> Extracted information:
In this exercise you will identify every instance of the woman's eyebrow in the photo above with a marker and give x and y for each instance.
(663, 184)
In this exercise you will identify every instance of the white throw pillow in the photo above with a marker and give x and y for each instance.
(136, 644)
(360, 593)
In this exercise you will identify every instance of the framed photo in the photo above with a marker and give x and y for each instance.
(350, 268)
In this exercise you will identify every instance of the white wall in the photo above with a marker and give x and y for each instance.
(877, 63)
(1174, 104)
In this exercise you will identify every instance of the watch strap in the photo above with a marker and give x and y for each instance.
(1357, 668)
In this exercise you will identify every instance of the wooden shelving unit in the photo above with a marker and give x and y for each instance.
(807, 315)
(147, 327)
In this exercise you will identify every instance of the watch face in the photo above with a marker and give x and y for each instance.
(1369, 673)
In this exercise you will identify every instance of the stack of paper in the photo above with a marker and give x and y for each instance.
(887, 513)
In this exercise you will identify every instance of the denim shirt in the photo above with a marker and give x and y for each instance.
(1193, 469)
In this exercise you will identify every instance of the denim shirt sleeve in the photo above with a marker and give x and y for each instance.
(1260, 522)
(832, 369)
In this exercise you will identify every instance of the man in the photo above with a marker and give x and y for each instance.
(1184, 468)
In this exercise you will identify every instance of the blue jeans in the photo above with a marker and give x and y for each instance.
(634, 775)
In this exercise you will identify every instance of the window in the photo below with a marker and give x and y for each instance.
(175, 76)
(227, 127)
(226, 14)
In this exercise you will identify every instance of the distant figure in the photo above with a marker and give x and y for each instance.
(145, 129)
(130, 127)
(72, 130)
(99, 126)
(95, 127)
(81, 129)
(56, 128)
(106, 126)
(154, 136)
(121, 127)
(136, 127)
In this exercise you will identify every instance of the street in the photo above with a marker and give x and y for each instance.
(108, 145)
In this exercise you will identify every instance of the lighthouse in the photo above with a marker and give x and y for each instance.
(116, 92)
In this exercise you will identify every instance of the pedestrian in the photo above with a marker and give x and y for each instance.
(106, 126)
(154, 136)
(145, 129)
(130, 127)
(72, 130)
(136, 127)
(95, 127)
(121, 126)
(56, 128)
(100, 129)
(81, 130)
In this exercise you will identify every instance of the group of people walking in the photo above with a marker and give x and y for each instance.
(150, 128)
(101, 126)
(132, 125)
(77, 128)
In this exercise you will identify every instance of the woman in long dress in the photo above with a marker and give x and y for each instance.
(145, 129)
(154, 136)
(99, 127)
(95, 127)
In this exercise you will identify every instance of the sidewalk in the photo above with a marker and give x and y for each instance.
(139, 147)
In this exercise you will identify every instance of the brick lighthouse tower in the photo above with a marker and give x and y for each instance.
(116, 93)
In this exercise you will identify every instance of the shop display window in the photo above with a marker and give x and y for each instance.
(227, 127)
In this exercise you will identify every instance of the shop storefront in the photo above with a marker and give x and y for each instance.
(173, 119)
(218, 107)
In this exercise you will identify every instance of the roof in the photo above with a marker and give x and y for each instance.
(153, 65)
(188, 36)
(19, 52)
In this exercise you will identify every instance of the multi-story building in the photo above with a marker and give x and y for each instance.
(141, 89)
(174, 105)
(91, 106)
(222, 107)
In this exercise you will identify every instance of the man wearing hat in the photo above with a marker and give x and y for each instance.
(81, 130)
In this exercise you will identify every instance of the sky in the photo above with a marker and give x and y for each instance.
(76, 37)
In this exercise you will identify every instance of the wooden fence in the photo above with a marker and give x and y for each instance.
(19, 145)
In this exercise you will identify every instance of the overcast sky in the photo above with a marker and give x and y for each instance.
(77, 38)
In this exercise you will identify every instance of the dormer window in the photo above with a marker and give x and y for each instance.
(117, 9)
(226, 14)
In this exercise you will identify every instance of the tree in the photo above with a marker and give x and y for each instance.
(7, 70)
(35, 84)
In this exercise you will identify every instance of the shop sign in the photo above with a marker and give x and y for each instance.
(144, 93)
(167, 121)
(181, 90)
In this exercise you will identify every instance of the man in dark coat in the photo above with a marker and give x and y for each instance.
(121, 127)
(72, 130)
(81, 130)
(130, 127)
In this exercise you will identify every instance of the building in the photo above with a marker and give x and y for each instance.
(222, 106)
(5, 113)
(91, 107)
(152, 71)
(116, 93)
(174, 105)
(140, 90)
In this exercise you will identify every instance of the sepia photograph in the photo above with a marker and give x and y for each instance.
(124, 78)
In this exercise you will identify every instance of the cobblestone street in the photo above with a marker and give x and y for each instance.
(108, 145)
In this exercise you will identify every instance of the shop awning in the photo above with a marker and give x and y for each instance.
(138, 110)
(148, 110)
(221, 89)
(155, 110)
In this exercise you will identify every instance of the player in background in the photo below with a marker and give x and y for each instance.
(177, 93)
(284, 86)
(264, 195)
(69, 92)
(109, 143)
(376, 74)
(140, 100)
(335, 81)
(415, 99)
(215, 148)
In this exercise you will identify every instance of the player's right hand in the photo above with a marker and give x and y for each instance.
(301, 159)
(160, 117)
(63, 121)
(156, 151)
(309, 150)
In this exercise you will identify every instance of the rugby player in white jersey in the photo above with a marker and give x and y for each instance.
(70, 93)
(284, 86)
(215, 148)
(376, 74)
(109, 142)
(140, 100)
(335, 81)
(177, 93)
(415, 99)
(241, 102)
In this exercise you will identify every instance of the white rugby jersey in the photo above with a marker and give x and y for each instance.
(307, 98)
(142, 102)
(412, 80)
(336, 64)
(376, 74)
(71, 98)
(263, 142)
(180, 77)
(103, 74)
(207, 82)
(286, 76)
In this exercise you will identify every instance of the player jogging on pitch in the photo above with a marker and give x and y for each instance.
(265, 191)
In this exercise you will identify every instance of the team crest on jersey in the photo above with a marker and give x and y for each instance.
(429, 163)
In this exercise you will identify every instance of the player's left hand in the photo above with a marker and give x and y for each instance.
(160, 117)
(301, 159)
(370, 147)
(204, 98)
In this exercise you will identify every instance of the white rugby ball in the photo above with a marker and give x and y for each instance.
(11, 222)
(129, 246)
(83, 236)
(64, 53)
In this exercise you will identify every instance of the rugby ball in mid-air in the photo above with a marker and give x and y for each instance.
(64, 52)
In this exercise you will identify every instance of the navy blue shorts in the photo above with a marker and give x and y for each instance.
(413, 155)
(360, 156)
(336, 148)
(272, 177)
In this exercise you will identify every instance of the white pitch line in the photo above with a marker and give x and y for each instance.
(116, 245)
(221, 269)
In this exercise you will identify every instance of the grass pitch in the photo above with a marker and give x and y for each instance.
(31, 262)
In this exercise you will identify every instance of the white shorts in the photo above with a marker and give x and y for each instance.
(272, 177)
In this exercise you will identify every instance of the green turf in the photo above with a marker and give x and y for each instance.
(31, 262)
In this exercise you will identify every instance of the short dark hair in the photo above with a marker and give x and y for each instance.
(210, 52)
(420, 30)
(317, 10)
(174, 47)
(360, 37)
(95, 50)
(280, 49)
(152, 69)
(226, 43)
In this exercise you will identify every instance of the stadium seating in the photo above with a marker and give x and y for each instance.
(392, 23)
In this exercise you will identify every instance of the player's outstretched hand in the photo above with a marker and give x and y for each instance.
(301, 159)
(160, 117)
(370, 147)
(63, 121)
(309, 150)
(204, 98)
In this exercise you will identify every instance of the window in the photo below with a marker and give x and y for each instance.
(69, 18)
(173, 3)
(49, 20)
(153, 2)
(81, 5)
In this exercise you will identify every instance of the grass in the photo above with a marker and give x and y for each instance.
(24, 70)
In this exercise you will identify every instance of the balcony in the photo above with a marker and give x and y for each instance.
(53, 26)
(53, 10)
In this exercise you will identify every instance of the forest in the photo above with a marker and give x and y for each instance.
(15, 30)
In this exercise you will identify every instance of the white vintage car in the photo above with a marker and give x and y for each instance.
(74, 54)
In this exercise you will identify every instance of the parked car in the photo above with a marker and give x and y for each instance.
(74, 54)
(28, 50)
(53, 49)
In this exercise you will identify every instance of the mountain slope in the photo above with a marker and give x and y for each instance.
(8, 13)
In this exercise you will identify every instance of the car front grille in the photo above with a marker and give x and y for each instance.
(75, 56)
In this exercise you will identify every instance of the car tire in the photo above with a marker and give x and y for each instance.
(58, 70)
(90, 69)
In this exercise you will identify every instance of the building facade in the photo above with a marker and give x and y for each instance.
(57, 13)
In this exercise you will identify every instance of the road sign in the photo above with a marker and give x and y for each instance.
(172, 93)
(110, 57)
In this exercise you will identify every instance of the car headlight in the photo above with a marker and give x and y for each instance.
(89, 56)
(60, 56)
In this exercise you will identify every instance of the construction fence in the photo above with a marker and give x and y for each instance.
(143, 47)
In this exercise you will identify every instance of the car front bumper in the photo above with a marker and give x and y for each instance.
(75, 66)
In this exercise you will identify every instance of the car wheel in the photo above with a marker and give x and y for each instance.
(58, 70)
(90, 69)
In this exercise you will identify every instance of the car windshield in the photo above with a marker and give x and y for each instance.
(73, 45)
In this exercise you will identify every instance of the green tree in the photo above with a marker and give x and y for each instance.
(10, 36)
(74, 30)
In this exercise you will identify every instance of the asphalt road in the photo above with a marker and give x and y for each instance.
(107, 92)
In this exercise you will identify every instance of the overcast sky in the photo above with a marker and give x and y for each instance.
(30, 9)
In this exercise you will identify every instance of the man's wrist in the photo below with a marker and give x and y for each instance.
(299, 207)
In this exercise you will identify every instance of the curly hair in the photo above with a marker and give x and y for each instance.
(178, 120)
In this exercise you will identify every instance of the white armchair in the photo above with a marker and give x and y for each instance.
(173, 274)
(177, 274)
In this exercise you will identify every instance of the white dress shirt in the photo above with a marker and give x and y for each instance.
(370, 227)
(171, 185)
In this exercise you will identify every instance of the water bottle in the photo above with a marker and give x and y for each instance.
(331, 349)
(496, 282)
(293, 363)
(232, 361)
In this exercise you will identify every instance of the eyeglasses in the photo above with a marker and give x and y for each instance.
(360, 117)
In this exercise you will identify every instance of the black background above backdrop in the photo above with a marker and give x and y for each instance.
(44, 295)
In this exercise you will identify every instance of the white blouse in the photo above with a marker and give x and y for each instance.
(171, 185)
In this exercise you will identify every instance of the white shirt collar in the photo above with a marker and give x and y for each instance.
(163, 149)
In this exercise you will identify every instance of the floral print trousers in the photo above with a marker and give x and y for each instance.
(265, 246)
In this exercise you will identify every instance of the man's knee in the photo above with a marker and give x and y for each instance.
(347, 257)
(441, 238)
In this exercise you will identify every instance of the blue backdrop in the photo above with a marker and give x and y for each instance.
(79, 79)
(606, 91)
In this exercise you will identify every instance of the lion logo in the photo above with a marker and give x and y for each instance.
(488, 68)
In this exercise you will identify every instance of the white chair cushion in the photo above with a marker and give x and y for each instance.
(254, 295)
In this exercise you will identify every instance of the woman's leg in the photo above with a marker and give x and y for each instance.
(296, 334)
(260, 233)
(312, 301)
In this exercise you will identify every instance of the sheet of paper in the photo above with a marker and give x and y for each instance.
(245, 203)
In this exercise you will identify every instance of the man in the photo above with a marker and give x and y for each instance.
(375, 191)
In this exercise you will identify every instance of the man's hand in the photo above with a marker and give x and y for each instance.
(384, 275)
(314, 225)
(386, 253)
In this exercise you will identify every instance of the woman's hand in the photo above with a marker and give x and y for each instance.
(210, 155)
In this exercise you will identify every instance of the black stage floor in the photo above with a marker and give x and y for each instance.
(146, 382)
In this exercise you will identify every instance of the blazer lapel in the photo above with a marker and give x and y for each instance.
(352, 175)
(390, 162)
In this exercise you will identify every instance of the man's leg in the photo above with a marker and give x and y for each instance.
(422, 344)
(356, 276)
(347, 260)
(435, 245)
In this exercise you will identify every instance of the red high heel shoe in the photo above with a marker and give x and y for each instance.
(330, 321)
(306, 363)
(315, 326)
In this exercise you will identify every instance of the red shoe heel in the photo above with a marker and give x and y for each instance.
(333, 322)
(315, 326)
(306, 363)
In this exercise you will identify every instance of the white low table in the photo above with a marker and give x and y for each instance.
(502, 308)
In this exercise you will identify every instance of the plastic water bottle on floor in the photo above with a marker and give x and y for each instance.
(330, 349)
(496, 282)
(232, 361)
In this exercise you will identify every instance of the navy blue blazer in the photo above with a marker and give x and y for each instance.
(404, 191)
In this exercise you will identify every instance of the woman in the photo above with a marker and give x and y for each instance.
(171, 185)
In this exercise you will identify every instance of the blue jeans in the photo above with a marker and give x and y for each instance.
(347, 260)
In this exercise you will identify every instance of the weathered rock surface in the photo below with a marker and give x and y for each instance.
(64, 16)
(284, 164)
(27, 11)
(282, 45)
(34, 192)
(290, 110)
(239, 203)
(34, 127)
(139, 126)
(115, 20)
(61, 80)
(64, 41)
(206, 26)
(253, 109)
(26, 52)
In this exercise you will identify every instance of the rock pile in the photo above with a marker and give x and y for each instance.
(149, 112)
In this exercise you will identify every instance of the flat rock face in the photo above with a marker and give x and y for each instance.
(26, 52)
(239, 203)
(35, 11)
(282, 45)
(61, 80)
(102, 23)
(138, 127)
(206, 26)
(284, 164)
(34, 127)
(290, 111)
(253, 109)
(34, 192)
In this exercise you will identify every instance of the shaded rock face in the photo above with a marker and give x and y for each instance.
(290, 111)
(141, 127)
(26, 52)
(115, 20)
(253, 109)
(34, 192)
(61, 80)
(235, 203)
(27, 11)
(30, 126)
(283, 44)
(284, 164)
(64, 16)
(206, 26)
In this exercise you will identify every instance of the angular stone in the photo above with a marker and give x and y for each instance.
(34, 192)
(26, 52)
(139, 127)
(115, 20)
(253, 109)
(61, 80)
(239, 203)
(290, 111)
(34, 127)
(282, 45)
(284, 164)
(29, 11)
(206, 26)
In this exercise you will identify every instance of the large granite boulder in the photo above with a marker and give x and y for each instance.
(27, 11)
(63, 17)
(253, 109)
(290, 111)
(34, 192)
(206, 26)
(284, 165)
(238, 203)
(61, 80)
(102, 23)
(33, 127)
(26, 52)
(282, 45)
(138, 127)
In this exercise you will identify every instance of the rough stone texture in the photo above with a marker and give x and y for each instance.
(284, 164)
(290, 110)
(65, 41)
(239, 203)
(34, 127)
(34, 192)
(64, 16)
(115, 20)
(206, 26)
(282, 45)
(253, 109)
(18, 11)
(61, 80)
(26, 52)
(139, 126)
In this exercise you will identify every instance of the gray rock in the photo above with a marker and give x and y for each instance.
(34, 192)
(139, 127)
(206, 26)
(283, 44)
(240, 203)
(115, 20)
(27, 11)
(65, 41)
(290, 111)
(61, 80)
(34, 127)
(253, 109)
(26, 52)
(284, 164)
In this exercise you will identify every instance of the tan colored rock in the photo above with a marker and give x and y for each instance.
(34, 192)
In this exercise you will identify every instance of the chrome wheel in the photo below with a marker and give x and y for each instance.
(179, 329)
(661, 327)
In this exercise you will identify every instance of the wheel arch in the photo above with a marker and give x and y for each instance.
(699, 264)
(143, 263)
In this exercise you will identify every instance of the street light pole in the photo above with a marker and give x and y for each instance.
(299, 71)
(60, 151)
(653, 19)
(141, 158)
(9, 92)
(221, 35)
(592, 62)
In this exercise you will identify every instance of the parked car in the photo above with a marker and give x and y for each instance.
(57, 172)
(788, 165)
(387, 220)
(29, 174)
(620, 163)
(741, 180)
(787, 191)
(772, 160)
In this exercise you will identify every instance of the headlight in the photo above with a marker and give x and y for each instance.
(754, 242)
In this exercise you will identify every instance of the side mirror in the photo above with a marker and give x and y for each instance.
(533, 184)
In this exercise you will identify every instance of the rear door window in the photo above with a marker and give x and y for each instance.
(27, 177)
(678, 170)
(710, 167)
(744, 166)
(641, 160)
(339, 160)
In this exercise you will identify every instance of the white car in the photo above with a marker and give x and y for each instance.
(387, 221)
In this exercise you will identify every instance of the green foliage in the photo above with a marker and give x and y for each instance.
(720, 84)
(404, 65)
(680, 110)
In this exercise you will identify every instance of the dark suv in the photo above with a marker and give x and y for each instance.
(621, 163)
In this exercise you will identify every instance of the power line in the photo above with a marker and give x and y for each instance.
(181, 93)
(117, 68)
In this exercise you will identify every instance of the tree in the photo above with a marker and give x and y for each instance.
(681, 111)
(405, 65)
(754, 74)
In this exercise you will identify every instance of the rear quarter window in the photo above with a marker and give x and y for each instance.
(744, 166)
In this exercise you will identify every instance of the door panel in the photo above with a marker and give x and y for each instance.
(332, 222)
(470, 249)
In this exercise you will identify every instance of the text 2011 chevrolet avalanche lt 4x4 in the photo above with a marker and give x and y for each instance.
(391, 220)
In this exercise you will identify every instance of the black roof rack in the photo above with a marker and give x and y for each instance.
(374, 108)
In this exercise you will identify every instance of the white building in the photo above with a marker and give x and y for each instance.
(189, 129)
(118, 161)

> What the task asks: Write out, word for word, the line containing "the rear quarter" and every line after it to the end of the data above.

> Answer section:
In this exercise you will identify every instance of the rear quarter window in the photo above with a marker and give x and y for each instance.
(744, 166)
In this exercise you will identify every instance of the door panel in the photo above with a marker and give x and y for each instance.
(332, 222)
(470, 249)
In this exercise you will identify every instance of the text 2011 chevrolet avalanche lt 4x4 in the photo above with a marker and give x and y for each instance.
(391, 220)
In this exercise you will identify every instance of the black roof rack in the photo above with a marker and give x and y for each instance.
(374, 108)
In this exercise you will identify every instance of the white building in the photo above with a marker and give x and y for each instance.
(189, 129)
(118, 161)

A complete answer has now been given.